Start of AVAILABLE DATA

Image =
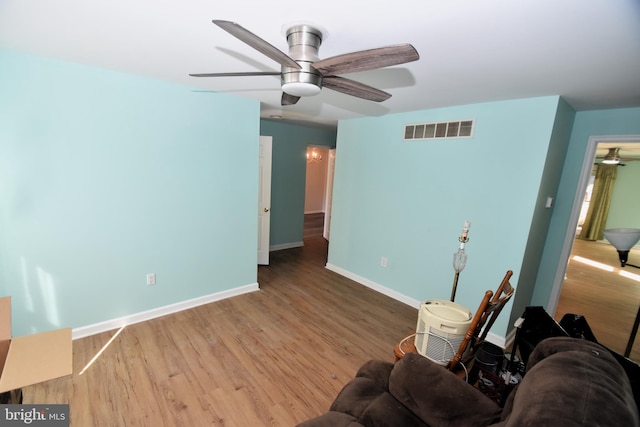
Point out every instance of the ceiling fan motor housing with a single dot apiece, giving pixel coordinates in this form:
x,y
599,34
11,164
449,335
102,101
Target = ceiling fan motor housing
x,y
304,42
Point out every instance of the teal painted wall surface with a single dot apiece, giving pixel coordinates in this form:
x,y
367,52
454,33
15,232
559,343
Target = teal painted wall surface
x,y
105,177
407,201
625,121
624,211
288,176
559,144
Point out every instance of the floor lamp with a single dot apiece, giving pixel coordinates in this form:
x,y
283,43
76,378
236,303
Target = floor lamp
x,y
623,239
460,258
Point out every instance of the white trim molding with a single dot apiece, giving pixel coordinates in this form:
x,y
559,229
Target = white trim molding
x,y
85,331
375,286
282,246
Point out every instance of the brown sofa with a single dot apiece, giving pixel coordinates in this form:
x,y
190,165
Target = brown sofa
x,y
569,382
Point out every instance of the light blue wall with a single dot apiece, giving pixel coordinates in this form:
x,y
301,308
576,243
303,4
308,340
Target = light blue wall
x,y
105,177
288,176
558,147
624,121
407,201
624,211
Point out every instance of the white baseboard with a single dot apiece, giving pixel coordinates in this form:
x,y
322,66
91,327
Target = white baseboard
x,y
285,246
375,286
491,337
85,331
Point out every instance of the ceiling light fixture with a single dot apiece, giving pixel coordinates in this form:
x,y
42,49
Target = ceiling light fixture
x,y
612,157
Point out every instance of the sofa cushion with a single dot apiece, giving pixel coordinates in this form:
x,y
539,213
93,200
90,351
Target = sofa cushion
x,y
378,371
354,398
438,396
331,419
572,382
386,411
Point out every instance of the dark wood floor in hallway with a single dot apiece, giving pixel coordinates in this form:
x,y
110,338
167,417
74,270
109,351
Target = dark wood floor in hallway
x,y
269,358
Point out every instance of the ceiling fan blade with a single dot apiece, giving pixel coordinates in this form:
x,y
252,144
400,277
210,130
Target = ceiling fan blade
x,y
257,43
367,60
256,73
354,88
288,99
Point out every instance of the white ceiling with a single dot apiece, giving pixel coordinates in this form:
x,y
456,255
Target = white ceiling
x,y
471,51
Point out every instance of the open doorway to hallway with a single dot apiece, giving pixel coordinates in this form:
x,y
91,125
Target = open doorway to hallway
x,y
594,284
315,191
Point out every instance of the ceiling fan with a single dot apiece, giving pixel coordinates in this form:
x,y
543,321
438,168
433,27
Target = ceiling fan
x,y
303,73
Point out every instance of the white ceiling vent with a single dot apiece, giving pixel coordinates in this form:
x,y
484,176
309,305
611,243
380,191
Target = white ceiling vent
x,y
457,129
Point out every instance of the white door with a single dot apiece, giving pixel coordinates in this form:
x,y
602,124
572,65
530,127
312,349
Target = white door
x,y
264,199
331,166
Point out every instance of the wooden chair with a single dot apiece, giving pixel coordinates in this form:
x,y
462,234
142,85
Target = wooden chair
x,y
489,309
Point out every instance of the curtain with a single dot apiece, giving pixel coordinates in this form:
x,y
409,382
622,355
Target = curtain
x,y
596,219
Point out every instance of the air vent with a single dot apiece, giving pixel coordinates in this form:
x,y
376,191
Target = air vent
x,y
458,129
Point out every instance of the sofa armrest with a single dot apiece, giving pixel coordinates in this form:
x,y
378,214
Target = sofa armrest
x,y
438,396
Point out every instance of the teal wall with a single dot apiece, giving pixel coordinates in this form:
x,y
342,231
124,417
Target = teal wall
x,y
288,176
563,125
624,121
624,211
407,201
105,177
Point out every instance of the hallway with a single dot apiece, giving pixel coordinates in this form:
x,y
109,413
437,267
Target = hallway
x,y
607,295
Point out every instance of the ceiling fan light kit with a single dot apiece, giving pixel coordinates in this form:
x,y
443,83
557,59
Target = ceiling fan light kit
x,y
303,73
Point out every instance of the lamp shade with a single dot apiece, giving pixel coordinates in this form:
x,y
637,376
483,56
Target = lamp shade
x,y
623,239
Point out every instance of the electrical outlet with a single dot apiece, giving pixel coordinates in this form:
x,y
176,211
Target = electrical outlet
x,y
151,279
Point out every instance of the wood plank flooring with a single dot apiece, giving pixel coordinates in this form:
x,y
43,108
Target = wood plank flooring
x,y
607,298
274,357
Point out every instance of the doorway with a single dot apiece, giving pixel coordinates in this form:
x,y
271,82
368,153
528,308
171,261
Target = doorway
x,y
315,191
592,283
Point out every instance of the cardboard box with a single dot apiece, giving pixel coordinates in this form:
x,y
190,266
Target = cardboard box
x,y
31,359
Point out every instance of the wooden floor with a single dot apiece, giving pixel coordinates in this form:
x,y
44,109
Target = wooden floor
x,y
270,358
606,298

End of AVAILABLE DATA

YOUR OBJECTIVE:
Once the pictures are set aside, transcribe the remaining lines above exactly.

OUTPUT OF THE EXERCISE:
Image =
Point out every instance of the ceiling fan motor housing with a single dot apiece, giving pixel coordinates in this form:
x,y
599,34
11,164
449,335
102,101
Target = ceiling fan motor housing
x,y
304,42
Point out every instance of the teal painted wall surface with a single dot apiece, giving pixel coordinates in this form:
x,y
367,52
454,33
15,232
559,343
Target = teal painted wall surface
x,y
105,177
407,201
625,121
624,211
288,176
559,144
Point out every instance of the floor lamp with a single dot apiece, giving pixel coordinates in this form:
x,y
283,43
76,378
236,303
Target = floor lamp
x,y
623,239
460,258
Point out every instance of the white trim molding with a single dot apiece, giving pixel coordinates in this form:
x,y
559,229
Target = white trim molding
x,y
85,331
375,286
282,246
Point out every instance of the brown sofa with a single dot apiece, giving pixel coordinates in this form:
x,y
190,165
Target = brown sofa
x,y
569,382
Point out every instance of the light blue wall with a single dot apiece, giving pixel coordinates in this form:
x,y
301,308
576,243
303,4
308,340
Target = light blue wall
x,y
105,177
288,176
558,147
624,121
407,201
624,211
Point out every instance of the white baseboard with a single dot apiece, giving pixel coordinates in this form:
x,y
322,66
91,327
Target = white baseboard
x,y
285,246
375,286
491,337
85,331
Point out every instance of the ceiling light fixture with a single dot apiece, giving pixel coordinates in this form:
x,y
42,49
Target = ceiling light fixture
x,y
612,157
Point out every instance of the sofa cushion with a single dot apiece, giving pixel coordinates in this form:
x,y
539,213
93,200
90,351
Target = sofa cushion
x,y
378,371
354,398
438,396
331,419
572,382
386,411
Point out every instance of the dark wood floor in hallway with a single dot apiece, giving pixel coordinates in this form:
x,y
110,338
167,417
74,270
109,351
Target = dark wood floor in hallway
x,y
269,358
Point out every instance of the ceiling fan blade with a single dot apiece, giving pixel coordinates in this form:
x,y
252,144
400,277
210,130
Target = ceiling fan blade
x,y
257,43
367,60
256,73
354,88
288,99
Point out every instance of the white ceiling with a single dot apiece, giving pixel coordinates in this form:
x,y
456,255
Target = white ceiling
x,y
471,51
Point out every instance of the open doorway to hallway with a single dot apiece, giving pixel coordinates in this form:
x,y
91,125
Target = open doorway to hallway
x,y
594,284
315,191
Point out every instance of the ceiling fan with a single dot apiece, giving pixel coordinates in this form:
x,y
543,321
438,168
433,27
Target = ceiling fan
x,y
303,73
Point out every instance of the white ceiling vent with a single dot apiece, giving pixel coordinates in this form:
x,y
484,176
309,305
611,243
380,191
Target = white ceiling vent
x,y
457,129
Point out every instance of the white door with a single dot apiece, giving pixel coordinates in this form:
x,y
602,124
572,65
530,127
312,349
Target = white door
x,y
264,199
331,166
Point out every instance of the wooden chair with a single dot apiece, giving pixel coordinates in this form:
x,y
462,234
142,85
Target = wooden chair
x,y
489,309
Point out every instance of the curtain with a single dot apiece, giving pixel coordinates in this form:
x,y
409,382
622,355
Target = curtain
x,y
596,219
Point out every instance of the air vent with a single dot apiece, giving pixel coordinates in this form:
x,y
376,191
Target = air vent
x,y
458,129
Point out every instance of the sofa armrest with a single dot apiece, giving pixel coordinates in this form:
x,y
378,214
Target = sofa armrest
x,y
438,396
Point out every instance of the teal wall with a single dot apiece, giving pixel coordinates in this form:
x,y
342,231
124,417
Target = teal wall
x,y
288,176
563,125
624,121
624,211
407,201
105,177
Point out every instance of the hallway with a single dot apiece, giving pixel coordinates in this form:
x,y
109,413
437,267
Target = hallway
x,y
607,295
Point out every instance of the ceiling fan light kit with a single dot apiece, giving pixel coordinates in this form:
x,y
443,83
557,59
Target = ceiling fan light kit
x,y
303,73
Point out every instance of the lamp shade with a single dot apiece, giving pixel coordinates in this form:
x,y
637,376
483,56
Target = lamp shade
x,y
623,239
Point out every instance of the electrical outlet with a single dot apiece, giving pixel coordinates in this form:
x,y
176,211
Target = electrical outlet
x,y
151,279
Point out every instance of the wood plank flooring with a single dot apiece, giving pixel coordinates in this form:
x,y
43,108
Target = wood plank flooring
x,y
607,298
274,357
Point out every instance of the doorway with a single dot apiece, giving pixel coordinates in this form:
x,y
271,82
368,153
528,308
171,261
Target = doorway
x,y
315,191
592,283
Point out every instance of the cardboard box with a single dot apiece, giving pixel coordinates in this form:
x,y
190,266
Target = cardboard box
x,y
31,359
Point out every instance of the wooden floor with a single dot apiece, giving pixel coordinates in this form:
x,y
44,109
Target = wooden floor
x,y
270,358
606,298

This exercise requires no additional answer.